* SOURCE DOCUMENT:
Writ Petition No.4407 of 2007
M/s Nav Financiers ( Registered) ...............................................Petitioner
Union of India and others. ...................................................Respondents.
Hon'ble Tarun Agarwala, J.
The petitioner is a partnership firm, duly registered under the provision of the Indian Partnership Act and is engaged in the Hire Purchase business. The petitioner is aggrieved by the application of the Employees Provident Fund and Misc. Provision Act and the action of the respondents in clubbing three other Companies incorporated under the Companies Act with the petitioner's firm treating all the four entities as one unit.
It transpires that notices were issued by the respondents under Section 7-A for the determination of the money due from the petitioner under the Act. It transpires that the petitioner contended that the Act was not applicable, and therefore, an enquiry was constituted under sub clause 2 of Section (7-A) to enquire, as to whether the Act was applicable on the petitioner's firm or not. The Assistant Provident Fund Commissioner by an order dated 21.8.2006, held that the Act was applicable to the petitioner's firm and that the coverage was also extended to the three other units.
Heard Sri A.K. Srivastava, the learned counsel for the petitioner Sri D.M. Chaudhry, the learned counsel appearing for the Regional Provident Fund Commissioner.
The bone of contention before this Court is, that the petitioner is a partnership firm and that the other three units are separate legal entities under the Companies Act 1956 and that the said companies cannot be clubbed together for the purposes of coverage under the Employees Provident Fund Act. The learned counsel for the petitioner further submitted that the other units have different shareholders and that there is no unity or interdependance between the petitioner's firm with the other companies. The companies have separate independent accounts and are independent legal entities. The learned counsel for the petitioner further submitted that there is no financial integrality with regard to finance, employment and labour between the petitioner's partnership firm and the other companies and that the petitioner's firm cannot be clubbed together with the other companies for the purposes of coverage under the Act.

* DIRECTIONS:
1 - In the writ petition excerpt, on what date did the Assistant Provident Fund Commissioner hold that the Act applied to the petitioner's firm?
2 - Duplicate the writ petition excerpt between "Writ Petition No.4407" and "Tarun Agarwala, J.", inclusive.
The records after this point are separate material, apart from the writ petition excerpt.

Labeled contour records
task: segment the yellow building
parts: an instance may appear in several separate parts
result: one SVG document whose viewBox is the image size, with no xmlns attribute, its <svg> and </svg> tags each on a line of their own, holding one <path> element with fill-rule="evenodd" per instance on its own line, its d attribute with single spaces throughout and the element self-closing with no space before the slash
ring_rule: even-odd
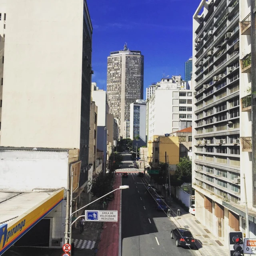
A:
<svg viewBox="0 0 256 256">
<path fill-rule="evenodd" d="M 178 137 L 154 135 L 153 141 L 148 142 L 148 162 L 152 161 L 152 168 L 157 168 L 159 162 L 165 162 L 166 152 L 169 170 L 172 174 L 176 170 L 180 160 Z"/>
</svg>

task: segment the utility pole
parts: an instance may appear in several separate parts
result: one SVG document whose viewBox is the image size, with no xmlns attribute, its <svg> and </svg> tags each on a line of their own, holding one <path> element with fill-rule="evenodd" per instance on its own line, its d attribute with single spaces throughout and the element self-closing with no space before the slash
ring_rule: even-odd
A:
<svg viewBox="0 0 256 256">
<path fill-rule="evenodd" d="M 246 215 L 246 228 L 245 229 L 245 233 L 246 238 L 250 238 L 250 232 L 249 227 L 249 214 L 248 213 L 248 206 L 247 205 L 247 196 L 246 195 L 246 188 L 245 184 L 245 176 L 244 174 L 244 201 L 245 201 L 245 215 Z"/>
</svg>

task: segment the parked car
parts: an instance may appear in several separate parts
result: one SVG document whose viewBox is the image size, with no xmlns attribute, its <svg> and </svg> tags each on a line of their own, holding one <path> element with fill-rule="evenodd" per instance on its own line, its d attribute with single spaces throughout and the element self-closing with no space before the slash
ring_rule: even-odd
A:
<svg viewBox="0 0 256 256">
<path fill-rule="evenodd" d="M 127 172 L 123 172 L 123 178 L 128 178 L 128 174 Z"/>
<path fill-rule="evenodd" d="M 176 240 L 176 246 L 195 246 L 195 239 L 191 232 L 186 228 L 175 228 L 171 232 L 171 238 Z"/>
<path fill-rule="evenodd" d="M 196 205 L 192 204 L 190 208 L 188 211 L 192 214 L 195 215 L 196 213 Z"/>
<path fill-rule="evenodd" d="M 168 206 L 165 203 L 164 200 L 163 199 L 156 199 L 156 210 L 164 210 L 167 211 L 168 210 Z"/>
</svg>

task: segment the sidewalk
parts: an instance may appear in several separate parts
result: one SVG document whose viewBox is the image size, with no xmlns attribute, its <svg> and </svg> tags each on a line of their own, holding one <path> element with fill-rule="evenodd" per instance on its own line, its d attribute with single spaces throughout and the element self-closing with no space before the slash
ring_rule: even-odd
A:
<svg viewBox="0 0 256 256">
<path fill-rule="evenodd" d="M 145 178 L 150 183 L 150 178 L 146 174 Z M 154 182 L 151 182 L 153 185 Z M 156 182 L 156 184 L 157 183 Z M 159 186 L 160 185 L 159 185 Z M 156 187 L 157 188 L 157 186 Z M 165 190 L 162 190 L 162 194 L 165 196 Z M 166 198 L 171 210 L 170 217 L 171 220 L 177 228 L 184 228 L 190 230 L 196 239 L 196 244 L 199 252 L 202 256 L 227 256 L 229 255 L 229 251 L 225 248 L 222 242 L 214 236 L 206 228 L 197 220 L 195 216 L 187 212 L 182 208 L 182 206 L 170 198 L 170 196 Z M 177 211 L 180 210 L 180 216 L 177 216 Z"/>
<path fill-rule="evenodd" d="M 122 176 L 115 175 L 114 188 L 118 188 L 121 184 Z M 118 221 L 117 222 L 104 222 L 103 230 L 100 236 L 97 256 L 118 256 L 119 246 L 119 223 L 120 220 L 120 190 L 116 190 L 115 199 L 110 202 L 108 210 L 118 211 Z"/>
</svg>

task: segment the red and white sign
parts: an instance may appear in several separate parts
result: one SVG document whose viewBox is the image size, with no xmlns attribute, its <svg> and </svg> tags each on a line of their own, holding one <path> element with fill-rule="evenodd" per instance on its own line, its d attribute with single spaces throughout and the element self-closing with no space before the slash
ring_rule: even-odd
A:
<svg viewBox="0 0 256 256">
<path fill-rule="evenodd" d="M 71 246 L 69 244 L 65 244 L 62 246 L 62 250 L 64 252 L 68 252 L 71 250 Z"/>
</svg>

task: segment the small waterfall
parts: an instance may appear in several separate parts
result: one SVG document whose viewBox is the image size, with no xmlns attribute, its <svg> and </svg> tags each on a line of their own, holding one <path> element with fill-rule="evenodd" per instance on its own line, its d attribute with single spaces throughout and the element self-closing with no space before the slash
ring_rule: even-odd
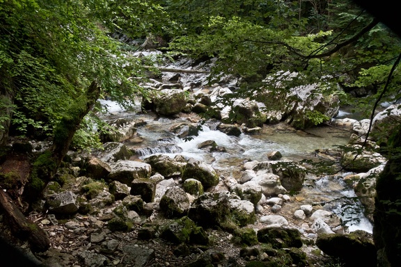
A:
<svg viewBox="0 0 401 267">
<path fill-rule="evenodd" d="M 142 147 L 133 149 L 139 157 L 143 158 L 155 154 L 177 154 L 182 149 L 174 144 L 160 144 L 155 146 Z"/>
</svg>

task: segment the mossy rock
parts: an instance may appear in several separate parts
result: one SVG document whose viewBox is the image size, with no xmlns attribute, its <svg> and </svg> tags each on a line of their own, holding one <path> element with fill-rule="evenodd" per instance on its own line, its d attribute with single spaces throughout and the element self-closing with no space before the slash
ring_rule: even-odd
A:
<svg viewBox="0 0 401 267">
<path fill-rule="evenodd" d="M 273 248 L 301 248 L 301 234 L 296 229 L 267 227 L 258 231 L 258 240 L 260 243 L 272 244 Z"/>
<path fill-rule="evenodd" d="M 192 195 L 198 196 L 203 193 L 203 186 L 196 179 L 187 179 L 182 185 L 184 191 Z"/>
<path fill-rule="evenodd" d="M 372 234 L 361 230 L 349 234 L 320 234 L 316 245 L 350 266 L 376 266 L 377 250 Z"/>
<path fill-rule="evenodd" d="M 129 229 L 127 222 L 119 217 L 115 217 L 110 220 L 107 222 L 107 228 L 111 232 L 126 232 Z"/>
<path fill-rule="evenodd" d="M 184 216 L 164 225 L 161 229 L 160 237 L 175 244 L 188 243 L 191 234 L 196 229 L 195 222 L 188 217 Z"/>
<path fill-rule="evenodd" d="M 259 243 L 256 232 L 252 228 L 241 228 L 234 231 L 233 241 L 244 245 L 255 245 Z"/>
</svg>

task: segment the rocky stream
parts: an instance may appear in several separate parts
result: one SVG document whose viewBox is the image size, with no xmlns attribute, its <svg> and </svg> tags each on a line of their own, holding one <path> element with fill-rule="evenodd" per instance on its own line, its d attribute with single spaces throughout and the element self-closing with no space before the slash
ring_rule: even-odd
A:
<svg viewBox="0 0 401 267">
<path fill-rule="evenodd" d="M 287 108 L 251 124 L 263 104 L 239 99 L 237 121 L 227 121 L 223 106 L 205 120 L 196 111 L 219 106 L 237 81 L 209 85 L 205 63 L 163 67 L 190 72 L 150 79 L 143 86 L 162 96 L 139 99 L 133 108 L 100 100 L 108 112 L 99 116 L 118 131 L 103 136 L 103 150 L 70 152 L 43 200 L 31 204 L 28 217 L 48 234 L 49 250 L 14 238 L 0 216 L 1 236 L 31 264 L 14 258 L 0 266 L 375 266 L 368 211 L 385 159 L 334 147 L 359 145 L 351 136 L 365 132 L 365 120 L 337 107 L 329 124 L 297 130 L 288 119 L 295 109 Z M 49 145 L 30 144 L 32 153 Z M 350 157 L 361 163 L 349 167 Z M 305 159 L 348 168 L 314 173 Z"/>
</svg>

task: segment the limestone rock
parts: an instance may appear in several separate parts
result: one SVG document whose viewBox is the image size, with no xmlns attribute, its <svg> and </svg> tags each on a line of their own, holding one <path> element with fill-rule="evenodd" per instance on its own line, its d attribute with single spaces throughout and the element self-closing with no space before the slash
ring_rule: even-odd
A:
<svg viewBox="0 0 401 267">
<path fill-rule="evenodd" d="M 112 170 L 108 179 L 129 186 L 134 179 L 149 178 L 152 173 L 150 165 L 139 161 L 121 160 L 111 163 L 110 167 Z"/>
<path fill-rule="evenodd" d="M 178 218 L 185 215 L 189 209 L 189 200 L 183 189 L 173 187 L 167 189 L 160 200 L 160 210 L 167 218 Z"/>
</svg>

* ANSWERS GIVEN:
1 - 21.8.2006

2 -
Writ Petition No.4407 of 2007
M/s Nav Financiers ( Registered) ...............................................Petitioner
Union of India and others. ...................................................Respondents.
Hon'ble Tarun Agarwala, J.